* _SOURCE EXTRACT_:

____

Two science fiction movies go head-to-head, one starring Harrison Ford and Ryan Gosling, the other Gerard Butler and Andy Garcia. If you had to bet money on which would outgross the other, you’d surely put your money on Ford and Gosling, confident you’d win that bet.
And that’s just what happened with Blade Runner 2049 and Geostorm in North America. The Ford-Gosling starring sequel to the 1982 Ridley Scott classic earned $12.6 million on its opening day, three times as much as the $4.3 million earned in its debut by the Butler-starring Geostorm. In most territories, the former film will easily wind up outgrossing the latter.
Now, take those same two movies and release them in China. Without making any meaningful changes to either picture, you adjust the poster for Geostorm by removing Butler and Garcia’s names and images and replacing them with another actor who isn’t even billed on the U.S. poster: Daniel Wu.

____

* _EXERCISE SET_:
1. In the box-office passage, how much did Blade Runner 2049 earn on its opening day in North America?
2. Reproduce the box-office passage word for word, starting with "And that’s just" and going on through "poster: Daniel Wu.".

(Source data)
____

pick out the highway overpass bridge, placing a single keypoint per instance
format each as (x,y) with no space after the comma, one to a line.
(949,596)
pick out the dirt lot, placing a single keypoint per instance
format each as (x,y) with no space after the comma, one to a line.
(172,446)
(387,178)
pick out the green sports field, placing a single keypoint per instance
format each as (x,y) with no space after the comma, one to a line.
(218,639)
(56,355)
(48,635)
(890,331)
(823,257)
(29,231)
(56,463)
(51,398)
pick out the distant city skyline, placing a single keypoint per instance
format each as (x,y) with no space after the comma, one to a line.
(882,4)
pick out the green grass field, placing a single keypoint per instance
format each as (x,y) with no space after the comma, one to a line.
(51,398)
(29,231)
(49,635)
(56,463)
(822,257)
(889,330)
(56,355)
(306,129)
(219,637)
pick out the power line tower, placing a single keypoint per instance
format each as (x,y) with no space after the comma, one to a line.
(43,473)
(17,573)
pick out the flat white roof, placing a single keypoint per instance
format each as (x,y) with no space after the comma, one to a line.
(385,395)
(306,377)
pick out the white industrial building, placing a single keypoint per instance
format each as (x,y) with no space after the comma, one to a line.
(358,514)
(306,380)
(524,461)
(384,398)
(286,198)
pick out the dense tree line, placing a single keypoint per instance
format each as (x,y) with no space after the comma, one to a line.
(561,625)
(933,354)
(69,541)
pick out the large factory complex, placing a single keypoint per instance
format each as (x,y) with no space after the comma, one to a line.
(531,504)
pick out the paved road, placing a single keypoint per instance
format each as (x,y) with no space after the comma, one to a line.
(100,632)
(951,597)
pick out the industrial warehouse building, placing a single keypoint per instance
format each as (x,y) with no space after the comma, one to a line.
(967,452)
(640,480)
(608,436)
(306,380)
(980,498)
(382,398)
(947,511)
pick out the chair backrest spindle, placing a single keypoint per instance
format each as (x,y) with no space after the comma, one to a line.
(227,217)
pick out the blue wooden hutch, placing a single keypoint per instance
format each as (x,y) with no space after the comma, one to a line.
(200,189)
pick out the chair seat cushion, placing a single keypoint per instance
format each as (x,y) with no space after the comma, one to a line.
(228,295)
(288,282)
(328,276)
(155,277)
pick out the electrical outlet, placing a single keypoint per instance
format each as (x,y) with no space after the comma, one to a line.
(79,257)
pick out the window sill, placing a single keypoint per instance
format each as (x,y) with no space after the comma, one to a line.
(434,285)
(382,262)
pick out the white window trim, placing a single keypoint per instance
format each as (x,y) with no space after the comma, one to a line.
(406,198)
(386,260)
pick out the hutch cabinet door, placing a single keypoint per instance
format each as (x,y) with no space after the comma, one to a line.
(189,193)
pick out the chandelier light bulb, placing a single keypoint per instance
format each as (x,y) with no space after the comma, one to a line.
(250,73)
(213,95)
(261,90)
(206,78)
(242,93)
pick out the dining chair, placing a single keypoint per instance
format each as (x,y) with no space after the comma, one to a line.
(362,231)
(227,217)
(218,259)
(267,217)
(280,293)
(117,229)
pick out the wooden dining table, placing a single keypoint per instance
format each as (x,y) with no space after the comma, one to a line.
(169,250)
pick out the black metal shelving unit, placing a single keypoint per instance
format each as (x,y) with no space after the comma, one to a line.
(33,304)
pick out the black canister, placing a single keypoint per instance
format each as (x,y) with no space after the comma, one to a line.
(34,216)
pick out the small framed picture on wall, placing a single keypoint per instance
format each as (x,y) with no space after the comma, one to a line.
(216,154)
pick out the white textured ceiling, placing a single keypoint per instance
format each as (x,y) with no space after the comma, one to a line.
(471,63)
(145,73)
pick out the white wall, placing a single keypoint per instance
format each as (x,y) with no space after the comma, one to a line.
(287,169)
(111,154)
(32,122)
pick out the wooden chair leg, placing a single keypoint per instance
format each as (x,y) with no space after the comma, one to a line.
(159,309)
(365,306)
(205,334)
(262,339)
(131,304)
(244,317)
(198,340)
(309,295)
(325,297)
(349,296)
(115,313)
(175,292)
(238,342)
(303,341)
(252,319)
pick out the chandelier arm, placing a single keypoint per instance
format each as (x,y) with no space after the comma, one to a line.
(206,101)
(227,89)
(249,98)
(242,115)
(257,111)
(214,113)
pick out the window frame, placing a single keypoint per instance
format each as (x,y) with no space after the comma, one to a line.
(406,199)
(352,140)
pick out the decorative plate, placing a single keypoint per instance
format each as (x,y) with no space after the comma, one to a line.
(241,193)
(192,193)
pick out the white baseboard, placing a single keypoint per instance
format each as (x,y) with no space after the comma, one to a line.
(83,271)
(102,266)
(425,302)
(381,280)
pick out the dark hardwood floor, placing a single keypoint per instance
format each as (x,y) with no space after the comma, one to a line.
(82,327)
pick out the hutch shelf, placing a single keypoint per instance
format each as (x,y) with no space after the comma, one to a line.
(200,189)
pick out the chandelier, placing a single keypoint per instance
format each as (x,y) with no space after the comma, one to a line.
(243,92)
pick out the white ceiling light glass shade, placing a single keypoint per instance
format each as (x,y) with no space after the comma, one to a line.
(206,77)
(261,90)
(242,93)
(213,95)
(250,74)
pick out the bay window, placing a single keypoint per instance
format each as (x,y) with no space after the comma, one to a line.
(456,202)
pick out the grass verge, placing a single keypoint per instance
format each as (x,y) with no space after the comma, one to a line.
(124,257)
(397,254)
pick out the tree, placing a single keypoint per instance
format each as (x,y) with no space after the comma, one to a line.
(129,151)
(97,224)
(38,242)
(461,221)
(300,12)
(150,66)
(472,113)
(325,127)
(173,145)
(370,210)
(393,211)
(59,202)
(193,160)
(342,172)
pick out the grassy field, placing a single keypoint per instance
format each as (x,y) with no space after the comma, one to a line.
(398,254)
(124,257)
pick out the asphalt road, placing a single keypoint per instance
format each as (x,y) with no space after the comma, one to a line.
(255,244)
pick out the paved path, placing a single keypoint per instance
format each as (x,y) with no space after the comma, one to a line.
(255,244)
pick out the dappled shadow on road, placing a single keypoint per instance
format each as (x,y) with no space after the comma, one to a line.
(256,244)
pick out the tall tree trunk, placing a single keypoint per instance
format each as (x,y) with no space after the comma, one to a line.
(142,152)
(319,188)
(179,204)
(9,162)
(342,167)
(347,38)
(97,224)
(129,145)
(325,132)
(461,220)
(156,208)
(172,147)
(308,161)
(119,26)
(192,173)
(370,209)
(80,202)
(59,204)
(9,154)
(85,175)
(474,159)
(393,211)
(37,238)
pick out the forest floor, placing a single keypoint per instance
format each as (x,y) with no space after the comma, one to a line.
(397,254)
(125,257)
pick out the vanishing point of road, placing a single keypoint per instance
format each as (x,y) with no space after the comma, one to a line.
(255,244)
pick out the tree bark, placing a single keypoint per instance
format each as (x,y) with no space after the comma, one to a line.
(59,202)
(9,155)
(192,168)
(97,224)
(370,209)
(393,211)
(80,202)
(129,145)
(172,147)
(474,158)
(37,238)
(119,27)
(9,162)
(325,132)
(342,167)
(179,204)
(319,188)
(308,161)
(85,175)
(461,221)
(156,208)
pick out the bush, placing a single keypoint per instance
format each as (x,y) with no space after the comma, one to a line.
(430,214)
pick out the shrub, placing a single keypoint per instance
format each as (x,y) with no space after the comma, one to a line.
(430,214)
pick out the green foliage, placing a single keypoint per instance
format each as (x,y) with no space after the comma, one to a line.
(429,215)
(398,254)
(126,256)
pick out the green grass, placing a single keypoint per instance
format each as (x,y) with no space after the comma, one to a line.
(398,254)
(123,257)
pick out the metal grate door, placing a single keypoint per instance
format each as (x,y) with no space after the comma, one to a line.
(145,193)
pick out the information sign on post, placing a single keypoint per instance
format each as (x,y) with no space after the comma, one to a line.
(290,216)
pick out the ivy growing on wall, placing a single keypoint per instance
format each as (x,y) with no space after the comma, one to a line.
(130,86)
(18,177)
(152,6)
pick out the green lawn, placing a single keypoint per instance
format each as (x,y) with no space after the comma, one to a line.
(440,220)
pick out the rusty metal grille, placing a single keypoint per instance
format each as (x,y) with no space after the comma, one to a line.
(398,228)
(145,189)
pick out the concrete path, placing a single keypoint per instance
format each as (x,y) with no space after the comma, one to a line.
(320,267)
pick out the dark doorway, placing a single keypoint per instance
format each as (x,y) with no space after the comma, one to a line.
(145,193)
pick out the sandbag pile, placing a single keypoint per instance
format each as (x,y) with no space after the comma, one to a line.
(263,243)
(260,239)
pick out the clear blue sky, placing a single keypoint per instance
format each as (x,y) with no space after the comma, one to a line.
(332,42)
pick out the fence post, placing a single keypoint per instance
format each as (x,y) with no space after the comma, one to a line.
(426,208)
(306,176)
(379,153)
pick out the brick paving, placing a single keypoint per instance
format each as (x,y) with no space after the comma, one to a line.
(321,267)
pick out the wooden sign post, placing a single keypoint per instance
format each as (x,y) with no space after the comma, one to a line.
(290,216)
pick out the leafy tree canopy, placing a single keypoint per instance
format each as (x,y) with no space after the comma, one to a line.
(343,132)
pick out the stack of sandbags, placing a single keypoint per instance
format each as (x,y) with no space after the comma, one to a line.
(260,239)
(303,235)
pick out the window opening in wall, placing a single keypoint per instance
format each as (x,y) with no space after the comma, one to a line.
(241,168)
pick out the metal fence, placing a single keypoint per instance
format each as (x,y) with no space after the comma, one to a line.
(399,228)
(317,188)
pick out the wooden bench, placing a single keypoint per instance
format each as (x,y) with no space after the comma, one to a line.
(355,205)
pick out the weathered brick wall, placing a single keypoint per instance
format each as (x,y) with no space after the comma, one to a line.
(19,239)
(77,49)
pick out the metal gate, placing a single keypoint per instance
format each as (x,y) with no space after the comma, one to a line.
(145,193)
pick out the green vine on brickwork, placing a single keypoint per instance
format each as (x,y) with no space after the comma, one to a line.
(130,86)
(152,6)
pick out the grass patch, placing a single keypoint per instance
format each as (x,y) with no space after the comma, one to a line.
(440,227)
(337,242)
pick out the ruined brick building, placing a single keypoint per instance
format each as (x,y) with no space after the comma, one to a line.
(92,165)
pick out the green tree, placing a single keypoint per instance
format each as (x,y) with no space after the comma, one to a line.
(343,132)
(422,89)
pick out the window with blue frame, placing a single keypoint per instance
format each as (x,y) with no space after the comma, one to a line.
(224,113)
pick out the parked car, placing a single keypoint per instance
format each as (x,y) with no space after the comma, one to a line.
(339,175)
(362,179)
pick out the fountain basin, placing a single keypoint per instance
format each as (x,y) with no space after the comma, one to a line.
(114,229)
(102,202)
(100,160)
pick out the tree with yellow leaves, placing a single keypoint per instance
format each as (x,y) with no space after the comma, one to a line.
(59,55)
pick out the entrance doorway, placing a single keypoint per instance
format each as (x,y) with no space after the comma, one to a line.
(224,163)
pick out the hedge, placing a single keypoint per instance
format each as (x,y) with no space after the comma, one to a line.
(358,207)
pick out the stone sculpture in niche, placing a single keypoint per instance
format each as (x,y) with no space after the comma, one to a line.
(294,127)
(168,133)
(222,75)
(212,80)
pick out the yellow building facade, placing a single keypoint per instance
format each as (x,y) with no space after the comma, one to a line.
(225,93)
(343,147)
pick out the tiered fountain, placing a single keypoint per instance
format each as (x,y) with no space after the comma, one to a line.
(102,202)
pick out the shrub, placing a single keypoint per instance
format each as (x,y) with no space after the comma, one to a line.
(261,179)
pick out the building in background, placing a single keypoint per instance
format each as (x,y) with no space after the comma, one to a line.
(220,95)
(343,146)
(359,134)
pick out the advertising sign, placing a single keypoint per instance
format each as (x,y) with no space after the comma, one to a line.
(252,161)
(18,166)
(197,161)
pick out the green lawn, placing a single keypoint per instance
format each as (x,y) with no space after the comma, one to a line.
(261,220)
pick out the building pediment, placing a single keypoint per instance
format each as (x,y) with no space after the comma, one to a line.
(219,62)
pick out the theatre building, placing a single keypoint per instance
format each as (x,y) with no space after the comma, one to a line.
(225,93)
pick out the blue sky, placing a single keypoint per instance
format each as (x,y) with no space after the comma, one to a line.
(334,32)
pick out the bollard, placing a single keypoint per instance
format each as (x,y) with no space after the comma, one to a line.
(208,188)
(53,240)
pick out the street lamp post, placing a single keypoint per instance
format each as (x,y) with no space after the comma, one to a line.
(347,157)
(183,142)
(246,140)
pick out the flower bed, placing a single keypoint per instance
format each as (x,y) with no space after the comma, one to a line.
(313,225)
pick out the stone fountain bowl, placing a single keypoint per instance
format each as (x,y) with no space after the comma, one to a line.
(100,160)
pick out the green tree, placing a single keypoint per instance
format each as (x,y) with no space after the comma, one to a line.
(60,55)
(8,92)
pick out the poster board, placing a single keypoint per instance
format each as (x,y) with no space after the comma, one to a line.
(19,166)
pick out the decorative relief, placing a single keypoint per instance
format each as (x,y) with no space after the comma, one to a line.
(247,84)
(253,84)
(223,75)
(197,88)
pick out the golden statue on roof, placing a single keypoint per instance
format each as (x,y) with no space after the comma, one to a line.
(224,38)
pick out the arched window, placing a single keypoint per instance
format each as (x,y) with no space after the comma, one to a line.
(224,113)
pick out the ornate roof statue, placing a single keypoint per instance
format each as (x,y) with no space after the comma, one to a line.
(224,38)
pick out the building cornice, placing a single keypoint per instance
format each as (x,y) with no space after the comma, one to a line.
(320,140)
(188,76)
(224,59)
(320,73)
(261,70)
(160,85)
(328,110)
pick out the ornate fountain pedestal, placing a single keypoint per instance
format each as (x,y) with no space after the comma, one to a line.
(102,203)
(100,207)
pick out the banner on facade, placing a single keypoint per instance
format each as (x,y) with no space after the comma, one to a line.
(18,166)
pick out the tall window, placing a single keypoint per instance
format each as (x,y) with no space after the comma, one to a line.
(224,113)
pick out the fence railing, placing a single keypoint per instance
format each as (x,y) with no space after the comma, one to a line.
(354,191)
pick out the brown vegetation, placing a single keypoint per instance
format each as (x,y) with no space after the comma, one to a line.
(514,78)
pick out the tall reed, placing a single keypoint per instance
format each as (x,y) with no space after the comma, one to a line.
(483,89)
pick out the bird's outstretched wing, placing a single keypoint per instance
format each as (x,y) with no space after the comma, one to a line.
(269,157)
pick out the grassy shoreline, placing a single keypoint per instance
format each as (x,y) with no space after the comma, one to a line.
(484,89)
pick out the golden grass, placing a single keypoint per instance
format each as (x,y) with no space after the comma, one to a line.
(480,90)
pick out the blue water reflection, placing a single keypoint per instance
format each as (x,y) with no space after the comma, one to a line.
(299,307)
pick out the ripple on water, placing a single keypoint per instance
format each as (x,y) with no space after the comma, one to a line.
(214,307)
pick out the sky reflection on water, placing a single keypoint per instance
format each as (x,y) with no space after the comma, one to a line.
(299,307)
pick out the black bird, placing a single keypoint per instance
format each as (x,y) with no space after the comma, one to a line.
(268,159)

____

* _FINAL ANSWERS_:
1. $12.6 million

2.
And that’s just what happened with Blade Runner 2049 and Geostorm in North America. The Ford-Gosling starring sequel to the 1982 Ridley Scott classic earned $12.6 million on its opening day, three times as much as the $4.3 million earned in its debut by the Butler-starring Geostorm. In most territories, the former film will easily wind up outgrossing the latter.
Now, take those same two movies and release them in China. Without making any meaningful changes to either picture, you adjust the poster for Geostorm by removing Butler and Garcia’s names and images and replacing them with another actor who isn’t even billed on the U.S. poster: Daniel Wu.